Your output should be the lines below from the one with "Target: open palm" through the one with "Place a marker on every instance of the kitchen cabinet, each", copied exactly, pictures excluded.

[RECORDS SHOWN]

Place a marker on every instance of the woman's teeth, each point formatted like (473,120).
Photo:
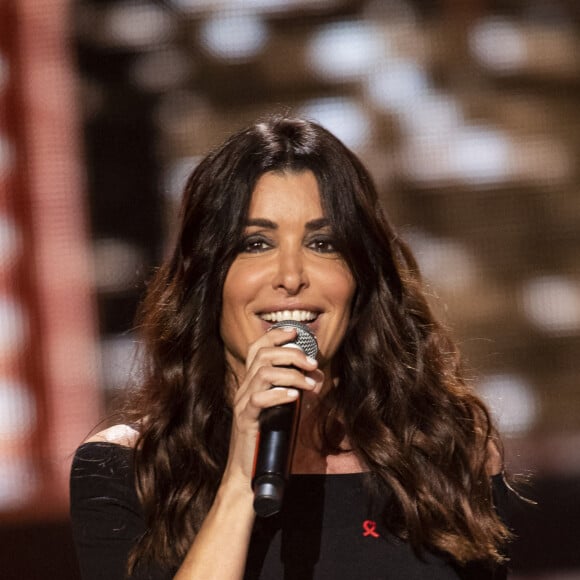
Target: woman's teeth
(295,315)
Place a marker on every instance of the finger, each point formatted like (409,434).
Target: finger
(272,397)
(275,337)
(282,357)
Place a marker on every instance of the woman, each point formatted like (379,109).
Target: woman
(396,460)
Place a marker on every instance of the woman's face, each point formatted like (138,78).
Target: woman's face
(287,269)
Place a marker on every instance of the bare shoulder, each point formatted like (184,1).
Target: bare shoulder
(118,434)
(494,463)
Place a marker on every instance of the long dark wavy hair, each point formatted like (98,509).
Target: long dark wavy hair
(400,397)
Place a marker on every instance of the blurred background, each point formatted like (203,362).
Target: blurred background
(465,111)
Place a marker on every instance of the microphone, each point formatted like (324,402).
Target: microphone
(278,427)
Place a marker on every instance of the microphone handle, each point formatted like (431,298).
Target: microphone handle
(275,447)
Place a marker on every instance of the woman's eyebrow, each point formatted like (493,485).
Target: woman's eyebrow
(312,225)
(317,224)
(262,223)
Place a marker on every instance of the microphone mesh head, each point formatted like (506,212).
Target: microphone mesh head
(304,340)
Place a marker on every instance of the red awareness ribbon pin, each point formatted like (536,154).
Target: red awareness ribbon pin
(370,529)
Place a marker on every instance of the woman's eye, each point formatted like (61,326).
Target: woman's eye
(323,245)
(254,245)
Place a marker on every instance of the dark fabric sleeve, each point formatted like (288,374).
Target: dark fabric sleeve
(106,515)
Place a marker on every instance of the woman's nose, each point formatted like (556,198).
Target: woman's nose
(290,274)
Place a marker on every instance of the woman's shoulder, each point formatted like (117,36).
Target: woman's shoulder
(110,447)
(108,453)
(122,435)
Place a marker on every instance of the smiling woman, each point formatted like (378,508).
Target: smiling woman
(287,269)
(396,466)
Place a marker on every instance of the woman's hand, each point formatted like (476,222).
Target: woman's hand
(273,377)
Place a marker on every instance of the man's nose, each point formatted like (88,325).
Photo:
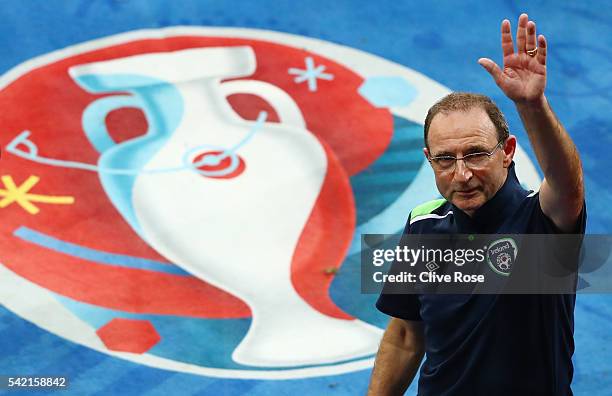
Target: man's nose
(462,172)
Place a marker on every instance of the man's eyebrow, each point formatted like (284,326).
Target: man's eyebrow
(444,154)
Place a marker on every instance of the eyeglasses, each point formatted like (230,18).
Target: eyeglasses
(447,163)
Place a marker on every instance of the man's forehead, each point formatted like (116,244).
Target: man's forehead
(462,125)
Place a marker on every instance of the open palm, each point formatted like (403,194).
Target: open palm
(523,77)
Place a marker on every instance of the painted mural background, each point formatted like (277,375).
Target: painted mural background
(184,183)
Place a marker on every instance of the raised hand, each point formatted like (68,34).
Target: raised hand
(523,77)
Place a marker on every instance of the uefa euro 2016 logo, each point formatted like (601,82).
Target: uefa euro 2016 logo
(192,198)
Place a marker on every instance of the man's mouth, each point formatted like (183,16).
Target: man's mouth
(467,192)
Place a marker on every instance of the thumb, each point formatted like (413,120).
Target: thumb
(492,68)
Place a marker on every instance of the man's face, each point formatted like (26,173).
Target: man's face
(460,133)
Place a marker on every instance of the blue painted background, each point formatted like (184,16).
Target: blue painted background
(442,39)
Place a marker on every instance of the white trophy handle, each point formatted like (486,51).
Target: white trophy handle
(286,108)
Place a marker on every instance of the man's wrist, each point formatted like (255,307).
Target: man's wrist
(537,105)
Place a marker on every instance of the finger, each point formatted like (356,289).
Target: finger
(492,68)
(531,37)
(507,44)
(542,49)
(521,33)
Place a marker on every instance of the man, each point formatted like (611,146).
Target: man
(489,344)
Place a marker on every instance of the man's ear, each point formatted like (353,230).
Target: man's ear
(509,150)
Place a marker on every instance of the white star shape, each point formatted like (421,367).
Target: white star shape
(311,74)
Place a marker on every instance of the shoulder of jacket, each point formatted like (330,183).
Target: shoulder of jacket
(426,208)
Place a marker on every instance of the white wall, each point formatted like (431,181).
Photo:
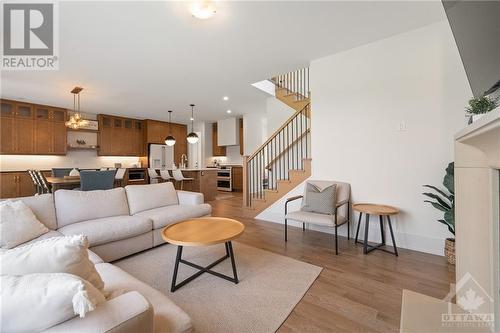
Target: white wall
(277,113)
(359,99)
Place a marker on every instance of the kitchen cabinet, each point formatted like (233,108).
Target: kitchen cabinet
(157,131)
(32,129)
(216,149)
(237,178)
(16,184)
(50,131)
(119,136)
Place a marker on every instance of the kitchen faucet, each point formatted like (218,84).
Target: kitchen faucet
(184,161)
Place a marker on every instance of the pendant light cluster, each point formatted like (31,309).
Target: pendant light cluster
(192,137)
(76,120)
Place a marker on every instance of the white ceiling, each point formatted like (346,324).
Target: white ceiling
(141,59)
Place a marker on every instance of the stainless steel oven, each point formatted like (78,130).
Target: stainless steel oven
(224,179)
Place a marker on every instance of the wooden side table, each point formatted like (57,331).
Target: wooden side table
(382,211)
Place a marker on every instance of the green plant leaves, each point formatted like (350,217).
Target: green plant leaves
(445,202)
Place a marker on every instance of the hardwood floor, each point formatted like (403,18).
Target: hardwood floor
(354,292)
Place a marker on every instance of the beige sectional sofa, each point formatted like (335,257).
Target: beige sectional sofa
(118,223)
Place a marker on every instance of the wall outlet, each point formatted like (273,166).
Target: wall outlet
(402,127)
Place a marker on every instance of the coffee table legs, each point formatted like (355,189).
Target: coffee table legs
(207,269)
(368,248)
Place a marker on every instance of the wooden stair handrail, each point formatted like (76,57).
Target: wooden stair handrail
(289,120)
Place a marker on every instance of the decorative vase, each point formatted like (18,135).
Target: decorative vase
(449,250)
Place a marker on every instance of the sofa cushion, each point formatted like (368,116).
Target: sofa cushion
(145,197)
(109,229)
(168,317)
(43,208)
(167,215)
(52,255)
(18,224)
(78,206)
(34,302)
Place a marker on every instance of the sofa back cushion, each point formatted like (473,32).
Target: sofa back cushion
(77,206)
(145,197)
(43,208)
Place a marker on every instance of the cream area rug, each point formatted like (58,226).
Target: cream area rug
(270,286)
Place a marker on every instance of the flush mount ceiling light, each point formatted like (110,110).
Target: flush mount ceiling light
(76,120)
(170,140)
(192,137)
(203,9)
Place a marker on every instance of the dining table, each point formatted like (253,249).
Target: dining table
(58,183)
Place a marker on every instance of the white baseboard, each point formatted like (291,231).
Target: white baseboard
(403,240)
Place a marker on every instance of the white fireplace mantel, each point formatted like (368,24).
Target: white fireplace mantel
(484,134)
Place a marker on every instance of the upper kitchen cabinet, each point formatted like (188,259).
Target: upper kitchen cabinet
(157,131)
(120,136)
(228,132)
(217,150)
(32,129)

[/RECORDS SHOWN]

> **THE ANSWER**
Target: open palm
(523,77)
Place a marker on every instance of the painted mural background, each point formatted like (277,375).
Target: painted mural background
(184,183)
Place a marker on every instance of the raised hand, each point formatted like (68,34).
Target: raised hand
(523,77)
Place a marker on every instance of the uefa euro 2016 logo, each point formatted like (601,82).
Target: uefa euro 2016 logo
(192,198)
Place a marker on every instance of the man's mouth, each point formatted like (183,16).
Target: man's mouth
(467,192)
Place a marker on every instance of the thumb, each point formatted like (413,120).
Target: thumb
(492,68)
Place a marker on every instance of the man's face, each point formatted like (26,173).
Target: man's face
(460,133)
Place a marker on every instance of the blue painted background, each point formatted like (184,16).
Target: blue painted background
(442,39)
Place a marker on every instance of the white trophy handle, each point formatted like (486,51).
Target: white trophy handle
(286,108)
Place a marker on every instance of the man's wrist, each point formatted like (255,307).
Target: man's wrist
(537,105)
Place a marker on every instance of the finger, each point formatted like (356,289).
Target: finger
(492,68)
(531,37)
(507,44)
(542,49)
(521,33)
Place a marker on every instance of the man, each point formatted like (611,146).
Target: man
(489,344)
Place a marker on every instance of the man's ear, each point formatted like (353,230).
Target: man's ear
(509,150)
Place a marker on every instance of the white star shape, each point formatted like (421,367).
Target: white star shape
(311,74)
Place a marker on every instance of the shoulder of jacket, each point formatted like (330,183).
Target: shoulder of jacket
(426,208)
Place a marker on every instance of the white wall, each point formatted like (431,181).
Photo:
Target: white wall
(277,113)
(359,99)
Place a marker on every instance of the kitchen cabinet, each point formatted like (233,108).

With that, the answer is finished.